--- start ---

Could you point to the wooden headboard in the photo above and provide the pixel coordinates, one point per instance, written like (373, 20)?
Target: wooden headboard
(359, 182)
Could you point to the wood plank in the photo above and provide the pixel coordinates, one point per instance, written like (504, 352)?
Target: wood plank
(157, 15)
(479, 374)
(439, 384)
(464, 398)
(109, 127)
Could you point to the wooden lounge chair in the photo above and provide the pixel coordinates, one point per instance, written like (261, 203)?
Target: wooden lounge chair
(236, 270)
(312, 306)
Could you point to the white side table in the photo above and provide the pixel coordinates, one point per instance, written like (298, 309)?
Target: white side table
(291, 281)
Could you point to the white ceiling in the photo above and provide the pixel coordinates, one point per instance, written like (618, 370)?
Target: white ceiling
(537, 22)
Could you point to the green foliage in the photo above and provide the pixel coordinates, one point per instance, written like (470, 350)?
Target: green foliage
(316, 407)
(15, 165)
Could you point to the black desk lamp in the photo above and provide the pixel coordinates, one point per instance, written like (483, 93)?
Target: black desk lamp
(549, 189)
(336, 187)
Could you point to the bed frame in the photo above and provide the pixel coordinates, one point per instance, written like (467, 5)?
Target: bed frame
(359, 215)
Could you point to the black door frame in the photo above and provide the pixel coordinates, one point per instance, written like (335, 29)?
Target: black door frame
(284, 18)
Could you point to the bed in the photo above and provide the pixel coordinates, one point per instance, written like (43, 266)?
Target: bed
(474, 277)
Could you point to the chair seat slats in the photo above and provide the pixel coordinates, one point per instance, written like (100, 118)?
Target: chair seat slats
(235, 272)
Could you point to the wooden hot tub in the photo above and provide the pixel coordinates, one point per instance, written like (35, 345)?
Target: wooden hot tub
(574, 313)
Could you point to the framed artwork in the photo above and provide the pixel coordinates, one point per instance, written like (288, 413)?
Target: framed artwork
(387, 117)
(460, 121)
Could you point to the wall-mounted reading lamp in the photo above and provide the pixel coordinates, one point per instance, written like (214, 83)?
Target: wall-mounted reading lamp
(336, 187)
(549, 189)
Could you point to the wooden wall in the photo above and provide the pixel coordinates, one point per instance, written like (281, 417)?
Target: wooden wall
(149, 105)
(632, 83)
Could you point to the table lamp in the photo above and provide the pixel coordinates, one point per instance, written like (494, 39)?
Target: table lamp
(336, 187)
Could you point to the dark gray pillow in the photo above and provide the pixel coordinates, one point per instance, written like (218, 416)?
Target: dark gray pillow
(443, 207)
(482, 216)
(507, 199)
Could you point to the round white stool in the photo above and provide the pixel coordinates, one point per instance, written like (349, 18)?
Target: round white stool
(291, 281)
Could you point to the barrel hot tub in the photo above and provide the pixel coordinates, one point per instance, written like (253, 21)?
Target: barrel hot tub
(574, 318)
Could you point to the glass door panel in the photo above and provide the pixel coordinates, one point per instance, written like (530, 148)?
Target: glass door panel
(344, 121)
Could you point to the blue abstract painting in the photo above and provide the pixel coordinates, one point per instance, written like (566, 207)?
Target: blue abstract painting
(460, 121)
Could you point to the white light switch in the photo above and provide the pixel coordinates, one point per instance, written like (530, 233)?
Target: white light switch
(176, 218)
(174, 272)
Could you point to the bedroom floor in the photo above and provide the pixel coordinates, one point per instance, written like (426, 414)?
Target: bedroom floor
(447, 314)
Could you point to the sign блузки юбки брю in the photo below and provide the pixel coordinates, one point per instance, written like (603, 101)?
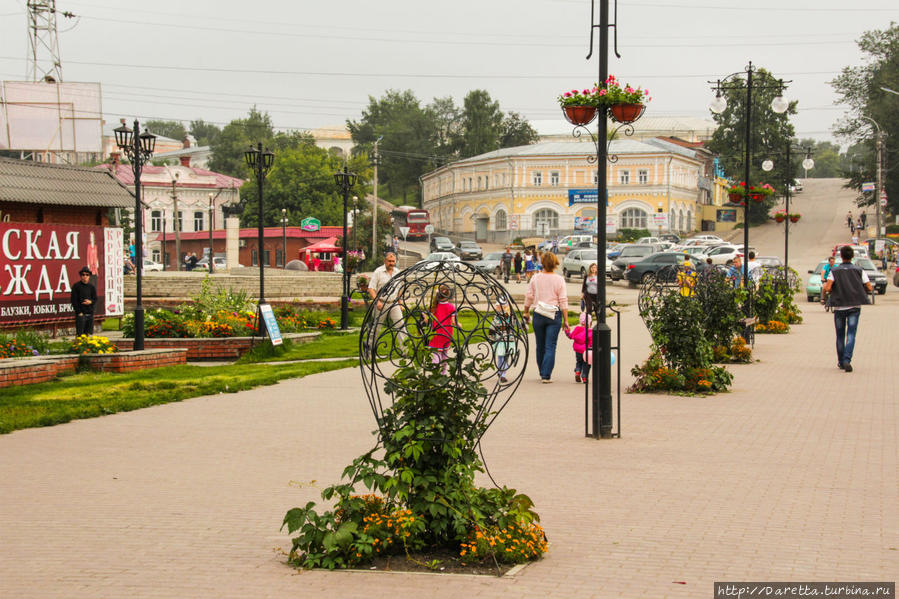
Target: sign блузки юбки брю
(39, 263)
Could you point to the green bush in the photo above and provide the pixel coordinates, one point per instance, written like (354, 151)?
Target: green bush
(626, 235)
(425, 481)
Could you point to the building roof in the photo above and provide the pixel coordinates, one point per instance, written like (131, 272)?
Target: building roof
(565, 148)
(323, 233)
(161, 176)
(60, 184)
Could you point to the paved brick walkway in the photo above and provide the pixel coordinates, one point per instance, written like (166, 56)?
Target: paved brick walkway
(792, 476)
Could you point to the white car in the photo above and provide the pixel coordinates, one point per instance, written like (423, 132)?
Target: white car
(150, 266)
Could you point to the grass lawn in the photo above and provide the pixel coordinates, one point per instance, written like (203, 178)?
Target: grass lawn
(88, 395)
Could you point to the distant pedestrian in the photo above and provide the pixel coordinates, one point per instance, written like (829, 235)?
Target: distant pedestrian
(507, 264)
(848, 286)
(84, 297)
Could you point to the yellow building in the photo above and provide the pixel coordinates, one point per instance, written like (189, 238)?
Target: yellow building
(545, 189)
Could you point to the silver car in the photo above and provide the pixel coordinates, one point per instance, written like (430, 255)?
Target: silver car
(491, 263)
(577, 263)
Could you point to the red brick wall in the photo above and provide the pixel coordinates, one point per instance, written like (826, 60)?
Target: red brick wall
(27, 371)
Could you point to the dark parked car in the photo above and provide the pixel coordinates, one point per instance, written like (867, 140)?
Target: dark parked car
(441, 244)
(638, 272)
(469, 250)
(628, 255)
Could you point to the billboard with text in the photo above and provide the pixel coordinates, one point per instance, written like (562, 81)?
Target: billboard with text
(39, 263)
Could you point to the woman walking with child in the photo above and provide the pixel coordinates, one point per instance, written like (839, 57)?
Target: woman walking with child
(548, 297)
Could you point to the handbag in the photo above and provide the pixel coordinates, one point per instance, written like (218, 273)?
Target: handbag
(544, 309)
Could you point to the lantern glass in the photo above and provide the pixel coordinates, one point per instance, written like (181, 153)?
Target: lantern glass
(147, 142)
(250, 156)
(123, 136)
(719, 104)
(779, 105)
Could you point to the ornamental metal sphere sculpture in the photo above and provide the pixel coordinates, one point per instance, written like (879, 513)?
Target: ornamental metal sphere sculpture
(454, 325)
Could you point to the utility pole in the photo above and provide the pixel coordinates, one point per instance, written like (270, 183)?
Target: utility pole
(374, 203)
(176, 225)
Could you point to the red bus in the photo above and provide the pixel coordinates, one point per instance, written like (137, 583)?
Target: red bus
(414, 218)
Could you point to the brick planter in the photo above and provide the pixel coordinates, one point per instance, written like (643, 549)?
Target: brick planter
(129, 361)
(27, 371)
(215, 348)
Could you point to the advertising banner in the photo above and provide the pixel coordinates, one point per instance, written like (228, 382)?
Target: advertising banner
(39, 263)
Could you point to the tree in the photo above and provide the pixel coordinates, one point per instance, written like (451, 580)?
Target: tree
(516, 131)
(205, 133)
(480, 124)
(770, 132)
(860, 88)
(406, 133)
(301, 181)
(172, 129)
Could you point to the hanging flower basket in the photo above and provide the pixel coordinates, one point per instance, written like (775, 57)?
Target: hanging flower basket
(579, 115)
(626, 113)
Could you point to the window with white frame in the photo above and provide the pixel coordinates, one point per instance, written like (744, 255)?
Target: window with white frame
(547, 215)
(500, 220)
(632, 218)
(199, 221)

--- end ---

→ Task details:
Extract the entries in full, exactly as they are, minus the pictures.

→ Correct output:
Could you point to the wooden headboard in the photo above and provide the pixel coordinates, one point per instance, written like (373, 20)?
Target: wooden headboard
(359, 182)
Could you point to the wood plank in the photo above and provide the pixel coordinates, one point per instance, written like (504, 352)?
Target: wood plank
(157, 15)
(479, 374)
(439, 384)
(464, 398)
(109, 127)
Could you point to the wooden lounge chair in the photo above and provide the pixel coordinates, one point per instance, written like (261, 203)?
Target: wooden lounge chair
(236, 270)
(312, 306)
Could you point to the white side table in the photo above and provide the pixel coordinates, one point per instance, written like (298, 309)?
Target: white side table
(291, 281)
Could you point to the white ceiling in the photo above and provide the pixel coordinates, one point per instance, written like (618, 370)?
Target: white ceiling
(537, 22)
Could you point to the green foliage in the photo above and provide the pixel coordinates, one point per instance, written like (470, 350)?
Target: green foliage
(316, 407)
(15, 165)
Could you point to the black desk lamp in the photo above and provide the pixel coordinates, one point per instance, written like (483, 93)?
Target: black desk lamp
(549, 189)
(336, 187)
Could you point to the bed frame in the photo above and provide the pixel coordinates, one point per instance, written like (467, 5)?
Target: bed frame
(359, 215)
Could you point to the black door frame in the photo above and provide the pixel coordinates, one point per instance, written like (335, 29)?
Target: black door frame
(284, 18)
Could you point to the bed in the photo above and provide the pixel coordinates, one point per instance, written like (43, 266)?
Target: bed
(474, 277)
Could you point to the chair seat slats in the photo above and provide the pixel coordinates, one point per instance, written like (100, 118)?
Target: chair seat slats
(235, 272)
Could you point to the wooden hot tub in the photo above and provide the pixel coordinates, one point per instance, written like (35, 345)?
Target: wooden hot tub
(574, 313)
Could you point to the framed artwork in the photo above and provide the pixel coordinates, one point per instance, written like (288, 413)?
Target: framed artwork
(387, 117)
(460, 121)
Could you point to the wall-mounted reading lamp in the photo above and provide the pixel coordinates, one point per instance, written like (214, 83)?
Target: wall-mounted reading lamp
(336, 187)
(549, 189)
Could you point to the wooden wall in the photo above and provide the pixel coordinates, one point per instance, written like (281, 417)?
Target: wooden wall
(149, 105)
(632, 83)
Could you point to the table lamp in the photo above and provide the pixel coordinates, one point per instance, written like (494, 39)?
Target: table lamp
(336, 187)
Could you point to the dark gray pillow in the photo above and provide the pixel coordinates, one point per instance, written like (218, 416)?
Target: dark gray pillow
(443, 207)
(482, 216)
(507, 199)
Could you point to the round white stool in the photo above and provide the pixel coordinates, one point per instance, written like (349, 18)?
Target: round white stool
(291, 281)
Could you point to the barrel hot tub in the photo above and provide the pixel coordinates, one point per instance, written like (253, 21)?
Target: barrel hot tub
(574, 318)
Could you point to the glass door panel in the photo above and provide the pixel coordinates, one point per instance, written like (530, 148)?
Target: glass door panel
(344, 121)
Could you point to the blue abstract painting in the photo above and provide the pixel coordinates, one point per instance, written like (566, 207)?
Target: blue abstract painting
(460, 121)
Could you point to the white light switch in the photo above and provide the pixel coordinates, one point per instance, written like (530, 233)?
Target: white light switch
(176, 218)
(174, 272)
Could you point to the bedroom floor in the photo above and provide the pixel coordinates, one point per instance, written like (426, 414)?
Target: bedroom floor
(447, 314)
Could you point to the sign блузки юбки брю in the photo below and provide the pixel coordinates, one point per instance, written like (603, 101)?
Target: sign блузки юбки брю
(39, 263)
Could you point to the green bush in the photo above and provide the pixel coordinates, one point per instance, written like (354, 151)?
Target: green bush
(626, 235)
(425, 481)
Could you point to the building roof in the photo above and provide the pixel coordinates, one point per instance, written like (131, 272)?
Target: building roof
(565, 148)
(323, 233)
(161, 176)
(60, 184)
Could you point to the paved brick walkway in the photo above and provide the pixel coordinates, one point per instance, written like (166, 56)?
Target: paved brick walkway
(792, 476)
Could you point to the white car in the photo above and provide the pixel coordinates, one point per instance, written like (423, 132)?
Target: white car
(150, 266)
Could you point to the grass lawn in the photo above and provide the pixel coordinates, one point per instance, written like (203, 178)?
Target: grass lawn
(88, 395)
Could you point to the distant pedestrian in the photo above and provide the pixel coordinates, one point per instance, written like (829, 235)?
Target: distant pedestrian
(507, 264)
(848, 286)
(84, 297)
Could you point to the yellow building in the photo above and provide the pixel coordinates, one point per instance, written like (189, 238)?
Target: yellow building
(545, 189)
Could you point to the silver car in the photo above and provide the pixel coordinates, one point per instance, written like (430, 255)?
Target: silver car
(491, 263)
(577, 263)
Could you point to the red brick wall in the photo above and provide the pixel coordinates, one point per instance, written like (826, 60)?
Target: red brick wall
(27, 371)
Could you point to the dark parked car in the photo above and provide the pixel coordinates, one point per instance, written like (867, 140)?
Target: dark parked car
(441, 244)
(638, 272)
(469, 250)
(628, 255)
Could you point to the billboard with text in the photo above and provide the pixel coordinates, one point per instance, written like (562, 81)?
Target: billboard with text
(39, 263)
Could you point to the woman walking with child in the photo above and provide the pixel coordinates, one point per instance, written like (839, 57)?
Target: woman walking with child
(548, 297)
Could you point to the handbag in the photo above and provide the pixel coordinates, one point per instance, written like (218, 273)?
Target: handbag
(544, 309)
Could you point to the lantern glass in the photo above and provide the pixel coordinates, one point per instance, written like (181, 153)?
Target: lantern glass
(147, 142)
(250, 156)
(123, 136)
(719, 104)
(779, 105)
Could you point to the ornamental metal sphere sculpture in the photo above and provide the pixel coordinates, one point per instance, written like (879, 513)?
Target: ornamental metal sphere sculpture
(454, 325)
Could you point to the utility pole in the photo above and provide the pixel coordinates, one point per instance, written like (270, 183)?
Target: utility pole
(374, 203)
(176, 225)
Could you point to the red bus in the photo above and provide the pixel coordinates, one point per instance, written like (137, 583)?
Target: red bus
(414, 218)
Could you point to the brick planter in the photo above and provide the pixel coordinates, one point per instance, written like (643, 549)?
Target: brick planter
(129, 361)
(27, 371)
(215, 348)
Could you point to the advertising banner in the photo above and provide the pixel coordinates, one point per instance, written like (228, 382)?
Target: advertising banner
(39, 263)
Could you point to the tree in the photo above and provide the pixel coordinates, one point per instance, written like (451, 580)?
Target: tree
(516, 131)
(205, 133)
(480, 124)
(770, 132)
(860, 88)
(406, 133)
(301, 181)
(172, 129)
Could you point to the hanging flower basket in the photo above and provide the pixel coordinates, one point per instance, written like (775, 57)?
Target: hanging flower basket
(579, 115)
(626, 113)
Could you point to the window with white frame in the photo above and provide the pixel coordinates, one point per instance, written like (744, 255)?
Target: window with white frame
(547, 215)
(500, 220)
(632, 218)
(199, 221)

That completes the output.